> **Description of the task**
Reproduce the listing below word for word, omitting the pictures.

Records taken from a collection

--- START ---

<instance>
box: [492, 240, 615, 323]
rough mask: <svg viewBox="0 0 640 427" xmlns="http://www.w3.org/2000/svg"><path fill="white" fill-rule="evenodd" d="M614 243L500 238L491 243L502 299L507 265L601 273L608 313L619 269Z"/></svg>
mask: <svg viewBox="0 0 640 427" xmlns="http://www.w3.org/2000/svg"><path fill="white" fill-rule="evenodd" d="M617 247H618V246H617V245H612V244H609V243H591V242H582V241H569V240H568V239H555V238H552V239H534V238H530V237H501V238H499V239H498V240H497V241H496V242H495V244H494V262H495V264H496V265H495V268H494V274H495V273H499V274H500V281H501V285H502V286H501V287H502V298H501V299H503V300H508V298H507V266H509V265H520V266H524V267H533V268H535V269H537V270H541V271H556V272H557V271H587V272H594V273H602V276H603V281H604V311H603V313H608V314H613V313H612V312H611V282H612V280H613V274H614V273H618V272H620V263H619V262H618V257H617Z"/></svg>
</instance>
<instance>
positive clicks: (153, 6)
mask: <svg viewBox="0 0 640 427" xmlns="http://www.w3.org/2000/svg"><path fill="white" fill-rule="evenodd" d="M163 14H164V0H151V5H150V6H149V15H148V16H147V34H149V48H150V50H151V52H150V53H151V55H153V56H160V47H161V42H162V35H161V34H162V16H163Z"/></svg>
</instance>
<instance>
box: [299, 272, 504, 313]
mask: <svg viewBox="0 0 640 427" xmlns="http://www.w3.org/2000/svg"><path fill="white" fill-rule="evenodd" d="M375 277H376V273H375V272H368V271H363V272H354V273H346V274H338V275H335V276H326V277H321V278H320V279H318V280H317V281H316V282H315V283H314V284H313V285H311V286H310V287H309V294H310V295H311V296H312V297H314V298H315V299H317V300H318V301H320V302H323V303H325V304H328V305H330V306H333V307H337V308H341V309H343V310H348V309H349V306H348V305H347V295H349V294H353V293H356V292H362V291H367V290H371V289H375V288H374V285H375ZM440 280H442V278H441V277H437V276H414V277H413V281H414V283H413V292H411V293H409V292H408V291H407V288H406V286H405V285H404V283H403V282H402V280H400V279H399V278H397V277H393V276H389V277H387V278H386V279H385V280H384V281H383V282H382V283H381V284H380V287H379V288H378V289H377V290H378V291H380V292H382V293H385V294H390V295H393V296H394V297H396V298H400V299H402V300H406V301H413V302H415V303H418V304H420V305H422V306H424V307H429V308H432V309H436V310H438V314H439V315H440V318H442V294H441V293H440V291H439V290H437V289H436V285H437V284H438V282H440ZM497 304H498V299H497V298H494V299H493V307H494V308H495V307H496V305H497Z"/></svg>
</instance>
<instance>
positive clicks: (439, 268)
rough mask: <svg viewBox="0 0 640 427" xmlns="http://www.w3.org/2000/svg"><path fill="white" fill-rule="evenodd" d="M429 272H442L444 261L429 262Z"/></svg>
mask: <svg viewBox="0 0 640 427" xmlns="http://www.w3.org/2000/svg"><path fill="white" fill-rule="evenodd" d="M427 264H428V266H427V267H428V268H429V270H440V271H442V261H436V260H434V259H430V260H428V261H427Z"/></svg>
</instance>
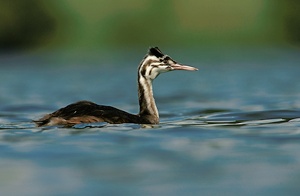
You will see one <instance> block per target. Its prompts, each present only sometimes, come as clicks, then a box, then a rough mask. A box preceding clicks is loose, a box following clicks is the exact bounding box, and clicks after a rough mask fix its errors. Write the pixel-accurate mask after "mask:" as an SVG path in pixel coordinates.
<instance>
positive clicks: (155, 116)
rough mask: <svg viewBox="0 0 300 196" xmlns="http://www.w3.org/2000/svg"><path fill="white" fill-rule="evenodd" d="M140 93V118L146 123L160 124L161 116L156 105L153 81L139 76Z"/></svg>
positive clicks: (139, 85) (139, 115)
mask: <svg viewBox="0 0 300 196" xmlns="http://www.w3.org/2000/svg"><path fill="white" fill-rule="evenodd" d="M138 92H139V104H140V113H139V116H140V118H141V119H142V120H144V121H146V123H151V124H158V123H159V115H158V110H157V107H156V104H155V100H154V97H153V90H152V80H151V79H146V78H145V77H143V76H140V75H139V76H138Z"/></svg>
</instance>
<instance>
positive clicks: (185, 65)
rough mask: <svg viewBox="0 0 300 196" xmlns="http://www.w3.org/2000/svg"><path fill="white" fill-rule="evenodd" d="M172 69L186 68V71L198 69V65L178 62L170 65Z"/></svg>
mask: <svg viewBox="0 0 300 196" xmlns="http://www.w3.org/2000/svg"><path fill="white" fill-rule="evenodd" d="M170 67H171V69H172V70H186V71H197V70H198V69H197V68H196V67H192V66H188V65H181V64H178V63H174V64H171V65H170Z"/></svg>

--- END ---

> **Answer to the exercise**
<instance>
box: [492, 240, 615, 323]
rough mask: <svg viewBox="0 0 640 427" xmlns="http://www.w3.org/2000/svg"><path fill="white" fill-rule="evenodd" d="M614 243L500 238L491 243L502 299L507 265L601 273L608 313L619 269Z"/></svg>
mask: <svg viewBox="0 0 640 427" xmlns="http://www.w3.org/2000/svg"><path fill="white" fill-rule="evenodd" d="M617 247H618V246H617V245H612V244H609V243H591V242H582V241H569V240H568V239H555V238H552V239H534V238H530V237H501V238H499V239H498V240H497V241H496V242H495V244H494V262H495V264H496V265H495V268H494V274H495V273H499V274H500V281H501V285H502V286H501V287H502V298H501V299H503V300H508V298H507V266H509V265H520V266H524V267H533V268H535V269H537V270H541V271H556V272H557V271H587V272H594V273H602V276H603V281H604V311H603V313H608V314H613V313H612V312H611V282H612V280H613V274H614V273H618V272H620V263H619V262H618V257H617Z"/></svg>
</instance>
<instance>
positive clicks: (153, 6)
mask: <svg viewBox="0 0 640 427" xmlns="http://www.w3.org/2000/svg"><path fill="white" fill-rule="evenodd" d="M163 14H164V0H151V5H150V6H149V15H148V16H147V34H149V48H150V50H151V52H150V53H151V55H153V56H160V47H161V42H162V35H161V34H162V16H163Z"/></svg>
</instance>
<instance>
box: [299, 272, 504, 313]
mask: <svg viewBox="0 0 640 427" xmlns="http://www.w3.org/2000/svg"><path fill="white" fill-rule="evenodd" d="M375 277H376V273H375V272H368V271H363V272H354V273H346V274H338V275H335V276H326V277H321V278H320V279H318V280H317V281H316V282H315V283H314V284H313V285H311V286H310V287H309V294H310V295H311V296H312V297H314V298H315V299H317V300H318V301H320V302H323V303H325V304H328V305H330V306H333V307H337V308H341V309H343V310H348V309H349V306H348V305H347V295H349V294H353V293H356V292H362V291H367V290H371V289H375V288H374V285H375ZM440 280H442V278H441V277H437V276H414V277H413V281H414V283H413V292H411V293H409V292H408V291H407V288H406V286H405V285H404V283H403V282H402V280H400V279H399V278H397V277H393V276H389V277H387V278H386V279H385V280H384V281H383V282H382V283H381V284H380V287H379V288H378V289H377V290H378V291H380V292H382V293H385V294H390V295H393V296H394V297H396V298H400V299H402V300H406V301H413V302H415V303H418V304H420V305H422V306H424V307H429V308H432V309H436V310H438V314H439V315H440V318H442V294H441V293H440V291H439V290H437V289H436V285H437V284H438V282H440ZM497 304H498V299H497V298H494V299H493V307H494V308H495V307H496V305H497Z"/></svg>
</instance>
<instance>
positive clicks: (439, 268)
rough mask: <svg viewBox="0 0 640 427" xmlns="http://www.w3.org/2000/svg"><path fill="white" fill-rule="evenodd" d="M429 272H442L444 261L429 262Z"/></svg>
mask: <svg viewBox="0 0 640 427" xmlns="http://www.w3.org/2000/svg"><path fill="white" fill-rule="evenodd" d="M427 264H428V266H427V267H428V268H429V270H440V271H442V261H436V260H434V259H430V260H428V261H427Z"/></svg>
</instance>
You will see one <instance> block per target. Its prompts, each present only sometimes, come as clicks, then a box, then a rough mask. A box preceding clicks is loose, a box following clicks is the exact bounding box, and clicks after a rough mask fix its errors. Write the pixel-accurate mask after "mask:" as an SVG path in pixel coordinates.
<instance>
positive clicks: (155, 116)
rough mask: <svg viewBox="0 0 300 196" xmlns="http://www.w3.org/2000/svg"><path fill="white" fill-rule="evenodd" d="M140 93V118L146 123L160 124L161 116L156 105L153 81L139 76Z"/></svg>
positive clicks: (139, 85) (139, 115)
mask: <svg viewBox="0 0 300 196" xmlns="http://www.w3.org/2000/svg"><path fill="white" fill-rule="evenodd" d="M138 92H139V104H140V113H139V116H140V118H141V119H142V120H144V121H146V123H151V124H158V123H159V115H158V110H157V107H156V104H155V100H154V97H153V90H152V80H151V79H146V78H145V77H143V76H140V75H139V76H138Z"/></svg>
</instance>
<instance>
positive clicks: (185, 65)
rough mask: <svg viewBox="0 0 300 196" xmlns="http://www.w3.org/2000/svg"><path fill="white" fill-rule="evenodd" d="M172 69L186 68V71L198 69V65L178 62L170 65Z"/></svg>
mask: <svg viewBox="0 0 300 196" xmlns="http://www.w3.org/2000/svg"><path fill="white" fill-rule="evenodd" d="M170 67H171V69H172V70H186V71H197V70H198V69H197V68H196V67H192V66H188V65H181V64H178V63H174V64H171V65H170Z"/></svg>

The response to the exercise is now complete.